__To do__. Copy every entry below word for word, leaving out the pictures.

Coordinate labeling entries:
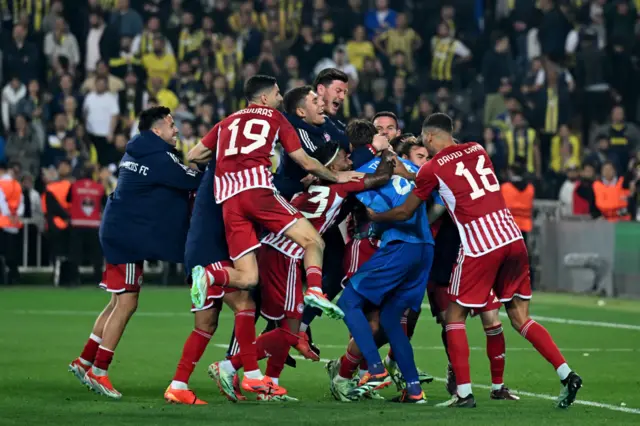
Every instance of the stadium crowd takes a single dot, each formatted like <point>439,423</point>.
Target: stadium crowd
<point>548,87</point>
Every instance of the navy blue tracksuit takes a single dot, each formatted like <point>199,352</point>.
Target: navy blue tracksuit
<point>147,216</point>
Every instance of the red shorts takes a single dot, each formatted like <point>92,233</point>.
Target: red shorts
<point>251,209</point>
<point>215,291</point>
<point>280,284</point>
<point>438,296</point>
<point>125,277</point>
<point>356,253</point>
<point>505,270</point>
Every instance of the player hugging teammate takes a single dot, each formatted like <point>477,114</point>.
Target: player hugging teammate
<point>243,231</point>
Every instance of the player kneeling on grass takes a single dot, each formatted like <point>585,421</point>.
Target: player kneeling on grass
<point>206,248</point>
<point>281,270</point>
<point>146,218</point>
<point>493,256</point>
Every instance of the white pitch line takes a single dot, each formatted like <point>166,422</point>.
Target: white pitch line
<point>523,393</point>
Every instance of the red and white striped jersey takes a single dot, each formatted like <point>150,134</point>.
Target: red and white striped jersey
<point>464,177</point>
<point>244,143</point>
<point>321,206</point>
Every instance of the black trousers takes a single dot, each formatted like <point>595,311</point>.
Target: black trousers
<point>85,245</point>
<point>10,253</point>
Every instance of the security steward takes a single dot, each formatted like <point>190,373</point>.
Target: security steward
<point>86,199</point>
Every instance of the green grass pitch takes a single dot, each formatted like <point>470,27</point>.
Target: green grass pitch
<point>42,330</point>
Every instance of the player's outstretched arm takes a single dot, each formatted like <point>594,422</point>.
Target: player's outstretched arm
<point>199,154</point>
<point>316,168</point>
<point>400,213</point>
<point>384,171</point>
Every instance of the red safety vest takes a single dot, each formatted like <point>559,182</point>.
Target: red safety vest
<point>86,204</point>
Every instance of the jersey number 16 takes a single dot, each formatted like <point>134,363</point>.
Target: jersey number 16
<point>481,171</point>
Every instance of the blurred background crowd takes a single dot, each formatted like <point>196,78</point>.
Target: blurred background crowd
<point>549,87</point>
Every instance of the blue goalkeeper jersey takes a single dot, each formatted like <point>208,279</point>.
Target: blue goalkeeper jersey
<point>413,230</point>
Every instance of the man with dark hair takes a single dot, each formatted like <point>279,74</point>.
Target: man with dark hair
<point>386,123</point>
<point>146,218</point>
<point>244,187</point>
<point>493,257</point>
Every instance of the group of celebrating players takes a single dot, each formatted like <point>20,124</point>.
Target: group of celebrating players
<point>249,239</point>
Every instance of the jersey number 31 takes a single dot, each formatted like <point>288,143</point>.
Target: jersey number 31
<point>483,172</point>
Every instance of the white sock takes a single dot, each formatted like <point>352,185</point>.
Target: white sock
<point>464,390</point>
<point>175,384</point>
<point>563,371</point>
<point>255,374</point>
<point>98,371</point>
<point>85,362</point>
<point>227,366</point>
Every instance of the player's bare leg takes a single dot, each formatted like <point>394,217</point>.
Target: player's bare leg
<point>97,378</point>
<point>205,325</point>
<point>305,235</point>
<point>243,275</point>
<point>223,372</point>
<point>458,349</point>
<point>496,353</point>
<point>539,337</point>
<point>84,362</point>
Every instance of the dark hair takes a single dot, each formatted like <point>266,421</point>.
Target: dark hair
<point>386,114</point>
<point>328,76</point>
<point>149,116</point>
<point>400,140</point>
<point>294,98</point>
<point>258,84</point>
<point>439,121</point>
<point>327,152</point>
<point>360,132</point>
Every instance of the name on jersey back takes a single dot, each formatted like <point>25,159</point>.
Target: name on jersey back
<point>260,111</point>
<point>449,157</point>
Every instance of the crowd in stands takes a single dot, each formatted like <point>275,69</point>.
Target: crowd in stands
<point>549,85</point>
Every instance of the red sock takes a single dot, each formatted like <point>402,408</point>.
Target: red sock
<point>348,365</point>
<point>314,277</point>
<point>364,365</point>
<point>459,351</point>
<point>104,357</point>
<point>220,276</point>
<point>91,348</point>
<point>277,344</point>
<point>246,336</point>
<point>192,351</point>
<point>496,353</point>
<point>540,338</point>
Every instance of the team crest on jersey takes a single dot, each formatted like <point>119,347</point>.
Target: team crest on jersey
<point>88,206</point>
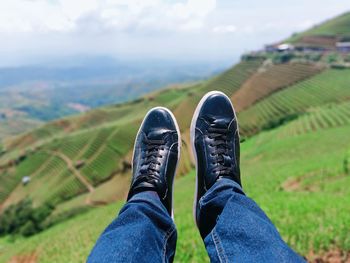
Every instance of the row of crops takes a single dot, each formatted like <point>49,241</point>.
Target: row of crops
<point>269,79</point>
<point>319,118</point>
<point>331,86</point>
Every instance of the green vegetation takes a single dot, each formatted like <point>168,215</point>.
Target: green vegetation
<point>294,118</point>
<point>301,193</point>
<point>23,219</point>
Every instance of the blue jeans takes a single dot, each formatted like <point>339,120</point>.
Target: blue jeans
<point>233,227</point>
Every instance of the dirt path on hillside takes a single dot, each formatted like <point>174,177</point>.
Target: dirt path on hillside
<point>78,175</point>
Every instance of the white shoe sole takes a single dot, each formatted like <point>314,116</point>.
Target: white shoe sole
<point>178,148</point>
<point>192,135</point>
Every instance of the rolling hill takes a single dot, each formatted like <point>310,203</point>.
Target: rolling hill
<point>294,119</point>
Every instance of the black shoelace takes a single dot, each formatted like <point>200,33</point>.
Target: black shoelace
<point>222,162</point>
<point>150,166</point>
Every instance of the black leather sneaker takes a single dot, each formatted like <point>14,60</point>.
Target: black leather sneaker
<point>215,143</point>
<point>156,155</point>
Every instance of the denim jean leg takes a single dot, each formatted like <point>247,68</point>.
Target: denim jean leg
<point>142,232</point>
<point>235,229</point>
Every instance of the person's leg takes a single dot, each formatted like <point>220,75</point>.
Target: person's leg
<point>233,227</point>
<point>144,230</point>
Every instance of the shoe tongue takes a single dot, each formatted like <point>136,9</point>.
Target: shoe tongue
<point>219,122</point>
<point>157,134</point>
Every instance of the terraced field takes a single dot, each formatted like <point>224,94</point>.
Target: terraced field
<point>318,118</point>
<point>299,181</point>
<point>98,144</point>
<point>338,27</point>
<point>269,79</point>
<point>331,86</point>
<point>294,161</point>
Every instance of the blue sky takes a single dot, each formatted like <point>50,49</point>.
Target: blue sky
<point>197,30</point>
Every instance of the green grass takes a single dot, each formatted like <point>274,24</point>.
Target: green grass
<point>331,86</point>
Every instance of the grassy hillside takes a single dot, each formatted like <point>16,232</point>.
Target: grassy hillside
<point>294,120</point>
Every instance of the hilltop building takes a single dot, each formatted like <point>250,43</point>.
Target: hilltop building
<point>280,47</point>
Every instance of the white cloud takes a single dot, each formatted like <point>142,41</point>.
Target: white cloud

__Result below__.
Every instance of the stadium crowd takes a single dot, each formatted like <point>439,423</point>.
Target: stadium crowd
<point>548,87</point>
Every instance of the navy blue tracksuit takes a single dot, each formatted like <point>199,352</point>.
Target: navy blue tracksuit
<point>147,216</point>
Every instance of the red shorts takes a single dot, each formatted like <point>92,233</point>.
Target: red shorts
<point>251,209</point>
<point>215,291</point>
<point>280,284</point>
<point>438,296</point>
<point>125,277</point>
<point>356,253</point>
<point>505,270</point>
Every instance of the player hugging teammate takes a single dot, each formatted like <point>477,114</point>.
Target: player hugging teammate
<point>243,231</point>
Every instance of the player kneeling on grass takes a single dot, each formatted like <point>585,421</point>.
Target: player kneeling on grass
<point>206,248</point>
<point>281,270</point>
<point>146,218</point>
<point>493,256</point>
Every instance of the white pitch line takes a single dot, each formatted like <point>166,422</point>.
Target: white pitch line
<point>523,393</point>
Every instance of the red and white striped jersey takes a single dot, each formatted like <point>150,134</point>.
Target: red and white striped jersey
<point>464,177</point>
<point>244,143</point>
<point>321,206</point>
Every instance of the black trousers takes a single dot, each formatted like <point>595,311</point>.
Target: black trousers
<point>85,245</point>
<point>10,253</point>
Every instance of the security steward takes a single dot, each formatted like <point>190,373</point>.
Target: security steward
<point>86,199</point>
Every instance of the green grass pitch takes a single dot, each formatted like <point>470,27</point>.
Target: green grass pitch
<point>42,330</point>
Every instance of the player's outstretched arm takes a single dot, each formatted like <point>594,422</point>.
Target: player's outstretched arm
<point>199,154</point>
<point>316,168</point>
<point>400,213</point>
<point>384,171</point>
Every instance of the red safety vest takes a single dot, each formatted like <point>559,182</point>.
Target: red safety vest
<point>86,204</point>
Every instance of the jersey number 16 takes a single dot, each formatted like <point>134,363</point>.
Target: jersey number 16
<point>481,171</point>
Every instance of the blurred background crowd takes a single dot, each formatted like <point>196,78</point>.
Target: blurred background crowd
<point>549,87</point>
Every instance of the blue goalkeeper jersey takes a single dot, each formatted like <point>208,279</point>.
Target: blue goalkeeper jersey
<point>413,230</point>
Every instance of the man with dark hair takes a single dot, each formatted like <point>279,74</point>.
Target: man with dark hair
<point>386,123</point>
<point>146,218</point>
<point>244,187</point>
<point>493,257</point>
Every instance of the group of celebrating players takes a single dot, each formatted like <point>20,124</point>.
Target: group of celebrating players
<point>249,239</point>
Every instance of the jersey number 31 takes a single dot, each formatted like <point>288,143</point>.
Target: jersey number 31
<point>483,172</point>
Every instance of the white sock takes a single dot, each formatted like <point>352,185</point>.
Target: white sock
<point>464,390</point>
<point>175,384</point>
<point>563,371</point>
<point>255,374</point>
<point>98,371</point>
<point>85,362</point>
<point>227,366</point>
Every instance of the player's bare leg takes a single dot, each formatted like <point>394,217</point>.
Target: player's bare leg
<point>97,378</point>
<point>205,325</point>
<point>305,235</point>
<point>243,275</point>
<point>223,372</point>
<point>458,349</point>
<point>496,353</point>
<point>539,337</point>
<point>84,362</point>
Every instance of the dark hair takes a single dot, each formatted like <point>266,421</point>.
Target: dark hair
<point>386,114</point>
<point>328,76</point>
<point>149,116</point>
<point>400,140</point>
<point>294,98</point>
<point>258,84</point>
<point>439,121</point>
<point>327,152</point>
<point>360,132</point>
Every instance of the name on jersey back takes a single dot, each formatted like <point>25,159</point>.
Target: name on jersey back
<point>260,111</point>
<point>449,157</point>
Every instance of the crowd in stands takes a single dot, each formatted like <point>275,69</point>.
Target: crowd in stands
<point>549,85</point>
Every instance of the red sock takes a single dot, each formatted like <point>402,408</point>.
Target: red sock
<point>348,365</point>
<point>314,277</point>
<point>364,365</point>
<point>459,351</point>
<point>104,357</point>
<point>220,276</point>
<point>91,348</point>
<point>277,344</point>
<point>246,336</point>
<point>192,351</point>
<point>496,353</point>
<point>540,338</point>
Every instance of the team crest on jersey takes a single dot, each formatted like <point>119,347</point>.
Target: team crest on jersey
<point>88,206</point>
Every instance of the row of crops takes a single dot, each formatted like <point>49,241</point>.
Target: row of crops
<point>269,79</point>
<point>319,118</point>
<point>331,86</point>
Every instance of the green vegetation takes a single dot, each formatted like <point>168,215</point>.
Target: green vegetation
<point>294,118</point>
<point>301,193</point>
<point>23,219</point>
Every instance of the blue jeans takes a single dot, each formatted like <point>339,120</point>.
Target: blue jeans
<point>233,227</point>
Every instance of the dirt path on hillside takes a single dot, each formatted like <point>174,177</point>.
Target: dirt path on hillside
<point>78,175</point>
Every instance of the white shoe sole takes a single dot, each formatted like <point>314,116</point>.
Target: white shoe sole
<point>178,148</point>
<point>192,135</point>
Every instance of the rolling hill takes a single dot, each formatted like <point>310,203</point>.
Target: rolling hill
<point>294,119</point>
Every instance of the black shoelace takes a single dot, each formatted like <point>200,33</point>.
Target: black shoelace
<point>222,162</point>
<point>150,166</point>
Every instance of the black leather sneaker takes a single dot, each formatted like <point>14,60</point>.
Target: black leather sneaker
<point>215,143</point>
<point>156,155</point>
Every instance of the denim jean leg takes a single dot, each formatted like <point>247,68</point>.
Target: denim jean leg
<point>142,232</point>
<point>235,229</point>
Every instance of the person's leg takes a single dot, each formatted like <point>220,75</point>.
Target: person's leg
<point>233,227</point>
<point>144,230</point>
Every instance of the shoe tongue takes a single dot, each formatted like <point>136,9</point>.
Target: shoe tongue
<point>219,122</point>
<point>157,134</point>
Every instance of the terraced field takes a single dot, each formatted like <point>224,94</point>.
Target: terraced field
<point>318,118</point>
<point>299,181</point>
<point>98,144</point>
<point>338,27</point>
<point>269,79</point>
<point>331,86</point>
<point>294,161</point>
Every instance of the blue sky takes a single dot, each formatted like <point>50,49</point>.
Target: blue sky
<point>197,30</point>
Every instance of the green grass takes a single dot, each formatted like <point>274,24</point>.
Target: green grass
<point>331,86</point>
Every instance of the grassy hillside takes a single dot, each formatted like <point>16,232</point>.
Target: grassy hillside
<point>294,120</point>
Every instance of the hilltop building takes a single dot, each formatted like <point>250,43</point>.
Target: hilltop building
<point>280,47</point>
Every instance of the white cloud takes a single dot, each formatted like <point>142,41</point>.
Target: white cloud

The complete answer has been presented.